[Image-backed grounding data]
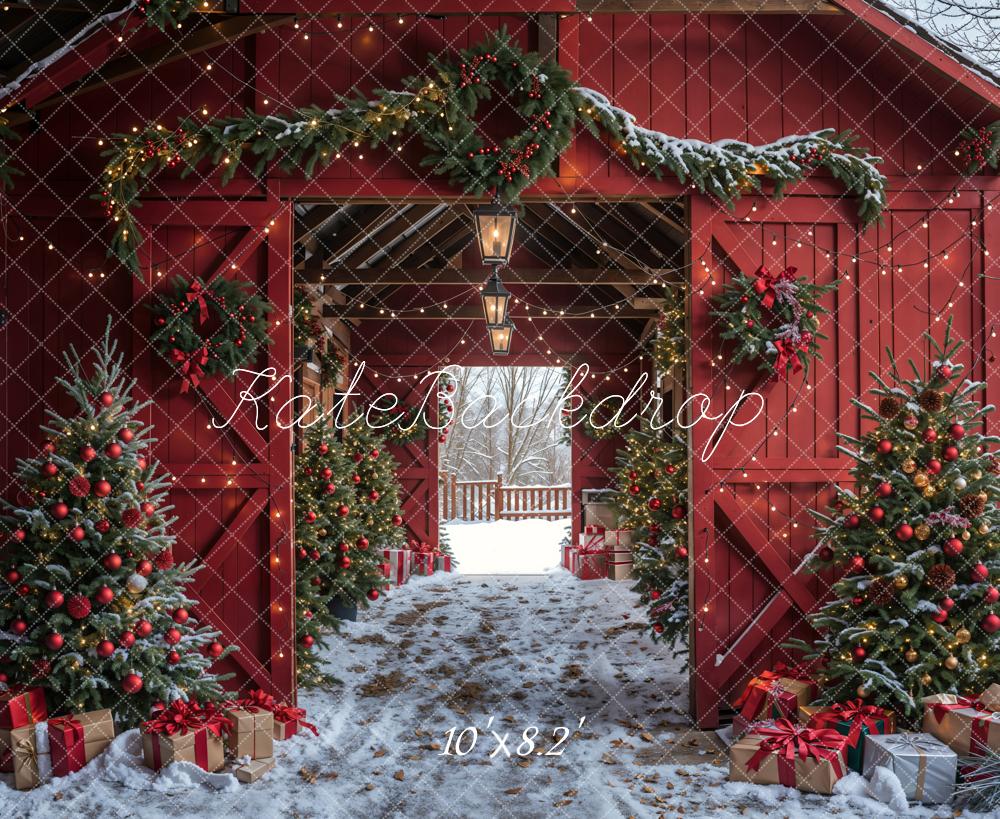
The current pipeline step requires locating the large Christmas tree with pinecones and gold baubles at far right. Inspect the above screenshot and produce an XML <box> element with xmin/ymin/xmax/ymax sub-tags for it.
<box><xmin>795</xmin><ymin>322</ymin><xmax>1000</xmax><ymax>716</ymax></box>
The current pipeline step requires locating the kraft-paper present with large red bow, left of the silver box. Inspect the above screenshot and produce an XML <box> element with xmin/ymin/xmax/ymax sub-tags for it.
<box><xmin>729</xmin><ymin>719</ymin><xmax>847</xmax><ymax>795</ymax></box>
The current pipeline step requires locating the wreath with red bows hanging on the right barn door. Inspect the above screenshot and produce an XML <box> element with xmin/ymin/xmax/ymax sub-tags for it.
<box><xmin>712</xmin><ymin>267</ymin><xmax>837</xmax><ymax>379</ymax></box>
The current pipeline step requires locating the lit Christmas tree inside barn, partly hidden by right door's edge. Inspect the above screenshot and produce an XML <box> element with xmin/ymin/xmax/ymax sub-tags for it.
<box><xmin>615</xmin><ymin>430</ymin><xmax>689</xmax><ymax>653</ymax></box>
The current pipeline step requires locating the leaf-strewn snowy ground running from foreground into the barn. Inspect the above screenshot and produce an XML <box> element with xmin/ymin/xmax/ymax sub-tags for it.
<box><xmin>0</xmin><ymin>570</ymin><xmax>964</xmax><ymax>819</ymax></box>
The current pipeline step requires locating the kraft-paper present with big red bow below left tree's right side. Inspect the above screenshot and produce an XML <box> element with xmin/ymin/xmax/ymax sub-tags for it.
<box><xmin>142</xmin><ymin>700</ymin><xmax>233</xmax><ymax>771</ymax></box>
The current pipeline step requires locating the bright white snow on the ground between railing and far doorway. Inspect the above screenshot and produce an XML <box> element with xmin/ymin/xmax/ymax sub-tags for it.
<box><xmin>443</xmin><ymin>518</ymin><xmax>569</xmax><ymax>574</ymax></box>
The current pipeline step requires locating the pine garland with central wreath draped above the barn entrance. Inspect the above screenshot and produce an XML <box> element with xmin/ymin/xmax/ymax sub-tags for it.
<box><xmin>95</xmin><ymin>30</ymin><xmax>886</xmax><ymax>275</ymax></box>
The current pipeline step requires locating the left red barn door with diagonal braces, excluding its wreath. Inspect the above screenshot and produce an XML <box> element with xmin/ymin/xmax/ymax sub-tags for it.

— Task requirements —
Keep the pictures out of the copy and return the rest of the data above exactly.

— Answer to the problem —
The current pipeline step requires locating the large Christmas tree with pinecones and gold baubles at far right. Inspect the above screenshot and produce an XML <box> element with xmin/ymin/xmax/ymax sub-tags for it.
<box><xmin>795</xmin><ymin>322</ymin><xmax>1000</xmax><ymax>716</ymax></box>
The current pipeline step requires locating the kraft-paper present with large red bow, left of the silver box. Inspect the above screenshot and produce an XML <box> element with xmin/ymin/xmax/ymax sub-tags for it.
<box><xmin>729</xmin><ymin>719</ymin><xmax>847</xmax><ymax>795</ymax></box>
The current pipeline step requires locating the wreath with red bows hanging on the right barn door. Inspect the above screenshot and produce an XML <box> element with xmin/ymin/xmax/ymax sub-tags for it.
<box><xmin>712</xmin><ymin>267</ymin><xmax>837</xmax><ymax>379</ymax></box>
The current pipeline step requires locating the lit Christmas tree inside barn, partly hidden by right door's edge. Inspect the above screenshot and produce an XML <box> element with xmin/ymin/xmax/ymax sub-tags for it.
<box><xmin>615</xmin><ymin>430</ymin><xmax>689</xmax><ymax>653</ymax></box>
The current pipeline step requires locating the leaf-strewn snowy ground running from foreground into the barn. Inspect the above screenshot and produce an XML <box> element with xmin/ymin/xmax/ymax sub-tags for it.
<box><xmin>0</xmin><ymin>570</ymin><xmax>964</xmax><ymax>819</ymax></box>
The current pipeline step requires locating the kraft-paper present with big red bow below left tree's right side. Inspect the above screenshot and produce an XML <box> element with xmin/ymin/xmax/ymax sub-tags for it.
<box><xmin>142</xmin><ymin>700</ymin><xmax>233</xmax><ymax>771</ymax></box>
The current pipeline step requires locating the bright white snow on the ground between railing and far doorway. Inspect the above screenshot and produce an XML <box> element with xmin/ymin/xmax/ymax sub-tags for it.
<box><xmin>443</xmin><ymin>518</ymin><xmax>569</xmax><ymax>574</ymax></box>
The current pipeline step requires locating the pine garland with central wreath draped above the barn entrance. Inspect the above screenshot and produce an XML <box> element with xmin/ymin/xmax/ymax sub-tags for it.
<box><xmin>95</xmin><ymin>30</ymin><xmax>886</xmax><ymax>275</ymax></box>
The current pipeline step requires locating the left red barn door with diagonal braces, excluding its wreath. Inspect the above screenshot and produce an XML <box> element with xmin/ymin/xmax/ymax sub-tags for it.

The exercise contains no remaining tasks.